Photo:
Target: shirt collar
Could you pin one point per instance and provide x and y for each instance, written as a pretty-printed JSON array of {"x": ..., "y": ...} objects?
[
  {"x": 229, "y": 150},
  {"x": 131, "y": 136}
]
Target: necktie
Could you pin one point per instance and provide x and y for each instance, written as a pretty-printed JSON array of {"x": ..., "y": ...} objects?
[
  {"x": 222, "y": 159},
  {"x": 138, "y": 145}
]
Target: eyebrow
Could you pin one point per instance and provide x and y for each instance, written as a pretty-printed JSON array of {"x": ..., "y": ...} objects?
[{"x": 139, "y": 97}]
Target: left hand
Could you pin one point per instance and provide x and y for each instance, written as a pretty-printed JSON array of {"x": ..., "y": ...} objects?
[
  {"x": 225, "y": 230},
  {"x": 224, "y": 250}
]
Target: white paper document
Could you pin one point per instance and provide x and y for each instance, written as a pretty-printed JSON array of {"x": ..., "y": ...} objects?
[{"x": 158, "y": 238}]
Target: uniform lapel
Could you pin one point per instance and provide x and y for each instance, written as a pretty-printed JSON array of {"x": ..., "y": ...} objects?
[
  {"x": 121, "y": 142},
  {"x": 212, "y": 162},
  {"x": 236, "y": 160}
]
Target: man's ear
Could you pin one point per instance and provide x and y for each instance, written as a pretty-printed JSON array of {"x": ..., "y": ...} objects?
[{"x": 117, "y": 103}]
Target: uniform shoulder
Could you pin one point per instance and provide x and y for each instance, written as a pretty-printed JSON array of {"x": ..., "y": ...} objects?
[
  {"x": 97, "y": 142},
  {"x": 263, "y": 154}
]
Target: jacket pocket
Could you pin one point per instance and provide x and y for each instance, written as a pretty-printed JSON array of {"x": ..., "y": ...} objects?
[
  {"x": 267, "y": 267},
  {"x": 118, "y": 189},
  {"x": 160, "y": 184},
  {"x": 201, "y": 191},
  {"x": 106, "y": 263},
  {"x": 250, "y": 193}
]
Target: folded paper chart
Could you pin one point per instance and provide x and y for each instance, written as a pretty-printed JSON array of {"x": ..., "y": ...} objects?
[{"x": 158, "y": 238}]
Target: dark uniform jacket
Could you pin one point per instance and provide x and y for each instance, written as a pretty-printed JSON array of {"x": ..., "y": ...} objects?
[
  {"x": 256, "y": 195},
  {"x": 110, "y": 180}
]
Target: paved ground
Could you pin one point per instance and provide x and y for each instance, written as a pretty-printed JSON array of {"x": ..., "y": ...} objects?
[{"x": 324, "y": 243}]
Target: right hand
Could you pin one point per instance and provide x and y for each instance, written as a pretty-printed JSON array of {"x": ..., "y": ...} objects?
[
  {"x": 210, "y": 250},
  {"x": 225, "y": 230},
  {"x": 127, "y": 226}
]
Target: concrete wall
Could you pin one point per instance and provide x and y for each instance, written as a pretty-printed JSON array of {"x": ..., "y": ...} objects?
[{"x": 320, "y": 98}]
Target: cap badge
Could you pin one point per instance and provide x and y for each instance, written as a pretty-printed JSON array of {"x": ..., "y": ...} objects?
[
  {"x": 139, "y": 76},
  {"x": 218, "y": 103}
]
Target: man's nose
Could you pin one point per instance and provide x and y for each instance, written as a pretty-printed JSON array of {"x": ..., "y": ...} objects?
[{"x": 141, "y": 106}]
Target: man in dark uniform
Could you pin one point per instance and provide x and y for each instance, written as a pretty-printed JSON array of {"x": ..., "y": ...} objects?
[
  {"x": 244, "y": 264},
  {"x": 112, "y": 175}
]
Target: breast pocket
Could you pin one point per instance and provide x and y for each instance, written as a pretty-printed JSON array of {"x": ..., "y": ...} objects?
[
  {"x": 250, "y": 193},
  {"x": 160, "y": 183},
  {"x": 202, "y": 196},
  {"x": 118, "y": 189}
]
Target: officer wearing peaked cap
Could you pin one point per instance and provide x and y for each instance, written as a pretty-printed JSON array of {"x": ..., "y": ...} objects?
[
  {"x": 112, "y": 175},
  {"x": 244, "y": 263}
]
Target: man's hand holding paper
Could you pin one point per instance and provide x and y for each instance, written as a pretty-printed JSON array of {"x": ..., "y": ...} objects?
* * * * * * *
### YOUR TASK
Copy the whole listing once more, exactly.

### EXERCISE RESULT
Photo:
Target: shirt collar
Could you pin one point per instance and provide x and y for each instance, written as a pretty-printed JSON array of {"x": ..., "y": ...} objects?
[
  {"x": 229, "y": 150},
  {"x": 131, "y": 136}
]
Target: necktie
Could you pin one point per instance and provide x and y for each instance, written as a pretty-printed JSON array of {"x": ..., "y": ...} objects?
[
  {"x": 222, "y": 159},
  {"x": 138, "y": 145}
]
Target: eyebrow
Could you pin one point per instance and provide x and y for each instance, written as a pretty-printed JSON array of {"x": ..., "y": ...} objects?
[{"x": 139, "y": 97}]
Target: left hand
Could you pin one point per instance and provide x and y for each instance, written as a pretty-printed JSON array of {"x": ..., "y": ...} objects?
[
  {"x": 225, "y": 230},
  {"x": 224, "y": 250}
]
Target: white paper document
Could you pin one point per instance and provide x and y for each instance, written as a pretty-printed JSON array of {"x": ..., "y": ...} objects?
[{"x": 158, "y": 238}]
Target: uniform lapel
Could you pin one point per instance and provide x and y for each instance, written as a pretty-printed JSON array of {"x": ..., "y": ...} objects?
[
  {"x": 121, "y": 142},
  {"x": 212, "y": 162},
  {"x": 236, "y": 160}
]
Target: man's ear
Could you pin one point per instance and provide x and y for each instance, written as a pretty-printed JSON array of {"x": ..., "y": ...} objects?
[{"x": 117, "y": 103}]
Target: uniform shoulder
Could you pin one point per instance and provide x and y for each instance, written as a pretty-printed JSON array of {"x": ..., "y": ...} objects?
[
  {"x": 97, "y": 142},
  {"x": 263, "y": 154}
]
Target: jacket pocket
Could you pin one point per instance and provide x and y for each instance, written as a pretty-printed JSON array of {"x": ..., "y": ...} objects?
[
  {"x": 267, "y": 267},
  {"x": 118, "y": 189},
  {"x": 160, "y": 184},
  {"x": 201, "y": 191},
  {"x": 106, "y": 263},
  {"x": 250, "y": 193}
]
Target: folded paper chart
Could you pin one point per instance and provide x and y for each instance, written as a pretty-printed JSON array of {"x": ..., "y": ...} objects?
[{"x": 158, "y": 238}]
Target: dark uniform jacket
Could you pin one point per instance and provide x and y for each instance, written as a pretty-printed JSON array of {"x": ..., "y": ...} objects?
[
  {"x": 256, "y": 195},
  {"x": 110, "y": 180}
]
Target: paved ground
Could you pin one point per instance and provide x and y for each instance, written as a pretty-printed JSON array of {"x": ..., "y": ...} objects?
[{"x": 324, "y": 243}]
Target: right hand
Could you pin one point per instance and provide x and y for each instance, written as a pretty-printed JSON array of {"x": ..., "y": ...} objects?
[
  {"x": 210, "y": 250},
  {"x": 225, "y": 230},
  {"x": 127, "y": 226}
]
Target: concrete wall
Could you pin one point per instance and provide x and y for each instance, written as a pretty-printed JSON array of {"x": ..., "y": ...} objects?
[{"x": 320, "y": 98}]
Target: cap badge
Could you pin one point per instance and provide x and y for each instance, written as a pretty-printed JSON array of {"x": ..., "y": ...} objects?
[
  {"x": 139, "y": 76},
  {"x": 218, "y": 103}
]
Target: man's nose
Could you pin one point per instance and provide x and y for each instance, written as a pretty-printed JSON array of {"x": ..., "y": ...} objects?
[{"x": 141, "y": 106}]
Target: man in dark uniform
Could you pin one point per instance and provide x and y for each instance, written as a pretty-printed JSON array of {"x": ..., "y": ...} objects?
[
  {"x": 244, "y": 264},
  {"x": 112, "y": 175}
]
Target: breast pocket
Could you pin one point per instance and provide x and y for each instance, written as a pretty-printed JSON array of {"x": ..., "y": ...} objects?
[
  {"x": 250, "y": 193},
  {"x": 160, "y": 183},
  {"x": 202, "y": 196},
  {"x": 118, "y": 189}
]
Target: officer wearing peaked cap
Could you pin one point per instance and provide x and y for each instance, written as a pretty-printed JSON array of {"x": ..., "y": ...} objects?
[
  {"x": 112, "y": 175},
  {"x": 244, "y": 263}
]
Target: man's hand holding paper
Could you pin one point per instance and provide x and y for each instance, written as a pretty-printed JSON array of {"x": ..., "y": ...} objects?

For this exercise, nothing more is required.